§ GIVEN DATA
********
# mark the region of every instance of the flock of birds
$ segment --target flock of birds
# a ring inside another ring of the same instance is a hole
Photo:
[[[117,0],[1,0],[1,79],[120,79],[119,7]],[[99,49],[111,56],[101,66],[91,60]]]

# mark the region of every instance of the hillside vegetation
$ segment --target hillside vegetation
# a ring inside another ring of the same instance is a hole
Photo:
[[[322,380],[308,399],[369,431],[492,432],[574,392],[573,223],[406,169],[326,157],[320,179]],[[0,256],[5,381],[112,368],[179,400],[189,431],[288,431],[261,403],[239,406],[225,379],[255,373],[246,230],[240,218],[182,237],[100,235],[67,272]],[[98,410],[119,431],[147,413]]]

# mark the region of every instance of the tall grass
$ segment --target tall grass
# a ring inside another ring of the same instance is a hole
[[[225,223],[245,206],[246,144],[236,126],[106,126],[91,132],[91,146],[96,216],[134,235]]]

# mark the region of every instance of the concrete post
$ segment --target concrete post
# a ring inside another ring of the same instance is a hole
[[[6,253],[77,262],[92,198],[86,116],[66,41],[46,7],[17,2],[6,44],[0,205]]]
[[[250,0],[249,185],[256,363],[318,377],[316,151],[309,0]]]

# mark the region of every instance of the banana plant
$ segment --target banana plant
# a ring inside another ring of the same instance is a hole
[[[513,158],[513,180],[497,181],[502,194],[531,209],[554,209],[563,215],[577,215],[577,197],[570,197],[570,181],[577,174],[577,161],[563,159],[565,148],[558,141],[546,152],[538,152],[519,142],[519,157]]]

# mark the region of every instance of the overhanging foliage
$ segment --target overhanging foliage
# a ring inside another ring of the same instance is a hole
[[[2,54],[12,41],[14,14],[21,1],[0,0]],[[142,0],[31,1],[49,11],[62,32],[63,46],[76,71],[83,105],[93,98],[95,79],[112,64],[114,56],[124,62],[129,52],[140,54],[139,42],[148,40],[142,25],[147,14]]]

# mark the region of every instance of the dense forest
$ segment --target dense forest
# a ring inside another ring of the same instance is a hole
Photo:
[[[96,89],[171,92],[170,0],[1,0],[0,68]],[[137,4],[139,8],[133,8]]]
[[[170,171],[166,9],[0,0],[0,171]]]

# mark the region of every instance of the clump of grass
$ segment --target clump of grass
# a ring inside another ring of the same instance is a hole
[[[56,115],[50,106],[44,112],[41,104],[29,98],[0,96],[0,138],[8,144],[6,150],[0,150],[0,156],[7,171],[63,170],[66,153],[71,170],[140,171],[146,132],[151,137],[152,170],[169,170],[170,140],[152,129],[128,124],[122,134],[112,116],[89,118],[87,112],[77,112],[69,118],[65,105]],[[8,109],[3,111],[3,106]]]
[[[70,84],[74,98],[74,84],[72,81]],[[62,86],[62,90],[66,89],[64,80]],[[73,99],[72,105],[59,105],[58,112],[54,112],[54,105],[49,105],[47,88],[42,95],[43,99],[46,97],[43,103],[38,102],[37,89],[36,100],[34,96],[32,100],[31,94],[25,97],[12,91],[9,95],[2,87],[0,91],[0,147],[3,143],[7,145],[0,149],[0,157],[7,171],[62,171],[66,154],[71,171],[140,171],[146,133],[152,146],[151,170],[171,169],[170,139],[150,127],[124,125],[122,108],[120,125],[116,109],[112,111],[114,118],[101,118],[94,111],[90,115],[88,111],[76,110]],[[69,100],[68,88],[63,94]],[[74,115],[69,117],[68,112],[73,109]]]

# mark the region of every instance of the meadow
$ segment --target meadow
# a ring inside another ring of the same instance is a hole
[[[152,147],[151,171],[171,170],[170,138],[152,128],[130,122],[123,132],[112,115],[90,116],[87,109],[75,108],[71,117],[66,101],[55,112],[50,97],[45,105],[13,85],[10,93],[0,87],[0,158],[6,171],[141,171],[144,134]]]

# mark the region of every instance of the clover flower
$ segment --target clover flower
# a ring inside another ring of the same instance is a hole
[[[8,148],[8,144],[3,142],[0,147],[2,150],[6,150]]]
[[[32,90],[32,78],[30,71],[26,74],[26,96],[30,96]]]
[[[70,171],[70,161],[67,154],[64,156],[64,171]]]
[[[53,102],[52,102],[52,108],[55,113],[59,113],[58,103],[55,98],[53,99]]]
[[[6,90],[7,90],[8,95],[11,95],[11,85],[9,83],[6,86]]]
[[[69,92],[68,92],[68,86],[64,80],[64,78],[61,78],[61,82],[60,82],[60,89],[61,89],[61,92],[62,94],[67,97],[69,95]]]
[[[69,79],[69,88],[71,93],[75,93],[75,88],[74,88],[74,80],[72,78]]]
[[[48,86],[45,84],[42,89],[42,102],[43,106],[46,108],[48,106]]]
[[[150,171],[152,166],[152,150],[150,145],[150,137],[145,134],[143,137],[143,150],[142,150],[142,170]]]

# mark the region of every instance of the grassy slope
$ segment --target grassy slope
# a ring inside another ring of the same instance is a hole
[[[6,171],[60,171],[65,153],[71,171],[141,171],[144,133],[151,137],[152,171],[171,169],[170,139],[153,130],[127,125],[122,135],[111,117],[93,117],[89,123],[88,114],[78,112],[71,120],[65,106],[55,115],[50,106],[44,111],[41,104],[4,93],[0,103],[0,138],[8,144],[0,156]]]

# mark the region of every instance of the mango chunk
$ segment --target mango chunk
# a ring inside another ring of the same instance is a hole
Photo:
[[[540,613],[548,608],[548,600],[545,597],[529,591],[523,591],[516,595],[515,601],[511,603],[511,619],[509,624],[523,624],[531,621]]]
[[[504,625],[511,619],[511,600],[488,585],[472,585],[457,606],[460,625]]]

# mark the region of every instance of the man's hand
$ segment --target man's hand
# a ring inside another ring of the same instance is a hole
********
§ PROBLEM DESCRIPTION
Reproduce all the rows above, swapping every occurrence of "hole" for "cutout" and leaving everything else unchanged.

§ RESULT OF THE EXERCISE
# mark the region of every instance of the flock of birds
$ segment --target flock of birds
# a ring inside another ring of the same instance is a cutout
Photo:
[[[117,0],[1,0],[1,79],[120,79],[119,7]],[[99,49],[111,56],[101,66],[91,60]]]

# mark the region of every instance of the hillside vegetation
$ segment --target hillside vegetation
# a ring inside another ring of the same instance is a cutout
Photo:
[[[322,380],[308,399],[369,431],[492,432],[574,392],[573,223],[406,169],[326,157],[320,179]],[[0,256],[5,381],[112,368],[179,400],[189,431],[288,431],[261,403],[239,406],[225,379],[255,373],[246,230],[240,218],[182,237],[100,235],[67,272]],[[98,410],[119,431],[147,413]]]

# mark the region of every instance of the tall grass
$ segment --target tall grass
# a ring inside another ring of the same instance is a cutout
[[[225,223],[245,206],[246,144],[236,126],[106,126],[91,132],[91,146],[96,216],[134,235]]]

# mark the region of every instance of the concrete post
$ segment --target concrete post
# a ring inside another ring of the same instance is a cutout
[[[6,253],[77,262],[92,198],[86,116],[66,41],[46,7],[17,2],[6,44],[0,205]]]
[[[250,0],[249,185],[256,363],[318,377],[316,151],[309,0]]]

# mark the region of every instance of the banana plant
$ segment --target banana plant
# a ring inside another ring of the same instance is a cutout
[[[513,158],[513,180],[497,181],[502,194],[531,209],[554,209],[563,215],[577,215],[577,197],[570,197],[570,181],[577,174],[577,161],[563,159],[565,148],[558,141],[546,152],[538,152],[519,142],[519,157]]]

# mark the region of every instance of the overhanging foliage
$ segment --target overhanging foliage
# a ring inside another ring of the same instance is a cutout
[[[2,54],[12,41],[14,14],[21,1],[0,0]],[[142,0],[31,1],[49,11],[62,32],[63,46],[76,71],[83,105],[93,98],[95,79],[112,64],[114,56],[124,62],[129,52],[140,54],[139,42],[148,40],[142,25],[147,14]]]

# mark the region of every instance of the dense forest
$ segment --target dense forest
# a ring inside another ring of the same instance is a cutout
Photo:
[[[96,89],[171,92],[170,0],[1,0],[0,68]],[[137,4],[139,8],[133,8]]]
[[[170,171],[166,9],[0,0],[0,171]]]

# mark the region of every instance of the clump of grass
$ segment --target clump of grass
# a ring inside another ring of the same instance is a cutout
[[[56,115],[50,106],[44,112],[41,104],[29,98],[0,96],[0,138],[8,144],[6,150],[0,150],[0,156],[7,171],[63,170],[66,153],[71,170],[140,171],[146,132],[151,137],[152,170],[169,170],[170,140],[152,129],[128,124],[122,134],[112,116],[89,118],[87,112],[77,112],[69,118],[65,105]],[[8,109],[3,111],[3,106]]]
[[[70,84],[74,98],[74,84],[72,81]],[[62,86],[62,90],[66,89],[64,80]],[[73,99],[72,105],[59,105],[58,112],[54,112],[54,105],[49,105],[47,88],[42,95],[43,99],[46,97],[43,103],[38,102],[37,89],[36,100],[34,96],[32,100],[31,94],[25,97],[12,91],[9,95],[2,87],[0,91],[0,147],[3,143],[7,145],[0,149],[0,157],[7,171],[62,171],[66,154],[71,171],[140,171],[146,133],[152,146],[151,170],[171,169],[170,139],[150,127],[124,125],[122,108],[120,125],[116,109],[112,111],[114,118],[101,118],[94,111],[90,115],[88,111],[76,110]],[[69,100],[68,88],[63,94]],[[74,115],[69,117],[68,112],[73,109]]]

# mark the region of every instance of the meadow
$ segment --target meadow
# a ring inside another ring of the same instance is a cutout
[[[152,147],[151,171],[171,170],[170,138],[152,128],[130,122],[123,132],[112,115],[90,116],[87,109],[75,108],[71,117],[66,101],[55,112],[50,97],[45,105],[13,85],[10,93],[0,87],[0,158],[6,171],[141,171],[144,134]]]

# mark the region of every instance of the clover flower
$ segment --target clover flower
# a ring inside another ring of the same instance is a cutout
[[[8,148],[8,144],[3,142],[0,147],[2,150],[6,150]]]
[[[32,90],[32,78],[30,71],[26,74],[26,96],[30,96]]]
[[[70,171],[70,161],[67,154],[64,156],[64,171]]]
[[[53,102],[52,102],[52,108],[55,113],[59,113],[58,103],[55,98],[53,99]]]
[[[6,90],[7,90],[8,95],[11,95],[11,85],[9,83],[6,86]]]
[[[69,92],[68,92],[68,86],[64,80],[64,78],[61,78],[61,82],[60,82],[60,89],[61,89],[61,92],[62,94],[67,97],[69,95]]]
[[[69,79],[69,88],[71,93],[75,93],[75,88],[74,88],[74,80],[72,78]]]
[[[48,86],[45,84],[42,89],[42,102],[43,106],[46,108],[48,106]]]
[[[150,171],[152,166],[152,150],[150,145],[150,137],[145,134],[143,137],[143,150],[142,150],[142,170]]]

# mark the region of every instance of the grassy slope
$ segment --target grassy slope
# a ring inside another ring of the same instance is a cutout
[[[6,171],[60,171],[65,153],[71,171],[141,171],[144,133],[151,137],[152,171],[171,169],[170,139],[153,130],[127,125],[122,135],[111,117],[93,117],[89,123],[88,114],[78,112],[71,120],[65,106],[55,115],[50,106],[44,111],[41,104],[4,93],[0,103],[0,138],[8,144],[0,156]]]

# mark the region of every instance of the mango chunk
$ segment --target mango chunk
# a ring inside another ring of the same instance is a cutout
Photo:
[[[540,613],[548,608],[548,600],[545,597],[529,591],[523,591],[516,595],[515,601],[511,603],[511,619],[509,624],[523,624],[531,621]]]
[[[504,625],[511,619],[511,600],[488,585],[472,585],[457,606],[460,625]]]

# mark the region of every instance of the man's hand
$ segment --target man's hand
# a ring inside another ring of the same instance is a cutout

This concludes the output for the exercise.